**Passage given**
[start]

# Pastoral Question: Mark 16:9-20 and John 8:1-11



## J. Dean

Do you or have you preached from these passages?

I ask this because in most Bibles it states that the earliest manuscripts available do not contain these passages. That, and the fact that I think in my whole life that I've heard the latter part of Mark 16 preached on only once (and it was a pentecostal preacher talking about it. Go figure).

Thoughts?


----------



## ADKing

Full disclosure: I am persuaded of the superiority of the Received Text, a member of the Trinitarian Bible Society and preach from the King James Version 

Yes, I have preached on John 8 and I have taught from Mark 16. In the case of John 8, I made no explanatory comments about textual issues, I just preached on it in such a way as not to raise doubt. After the sermon, those members who were aware of the issues asked me about it and I was able to have a profitable conversation in that context, whch seemed more appropriate. When teaching on Mark 16 (actually a study on the Great Commission) my intention was to show the positive contribution Mark 16 makes in comparison with Matthew 28 and why it is good we have both accounts.


----------



## Andres

My pastor is currently preaching through Mark's Gospel. Although we haven't gotten to chapter 16 yet, he already mentioned he will be stopping at chapter 15.

[end]

**Written tasks**
1. Name every user who posts in the forum thread on Mark 16 and John 8.
2. Return the portion of the forum thread on Mark 16 and John 8 starting with "Yes, I have" and going on through "have both accounts.".
The data has nothing to do with the forum thread on Mark 16 and John 8.

**Data provided**
[start]

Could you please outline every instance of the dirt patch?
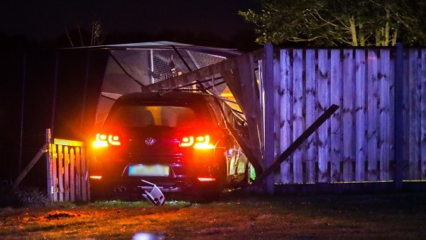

[end]

**List of solutions**
1. J. Dean, ADKing, Andres

2.
Yes, I have preached on John 8 and I have taught from Mark 16. In the case of John 8, I made no explanatory comments about textual issues, I just preached on it in such a way as not to raise doubt. After the sermon, those members who were aware of the issues asked me about it and I was able to have a profitable conversation in that context, whch seemed more appropriate. When teaching on Mark 16 (actually a study on the Great Commission) my intention was to show the positive contribution Mark 16 makes in comparison with Matthew 28 and why it is good we have both accounts.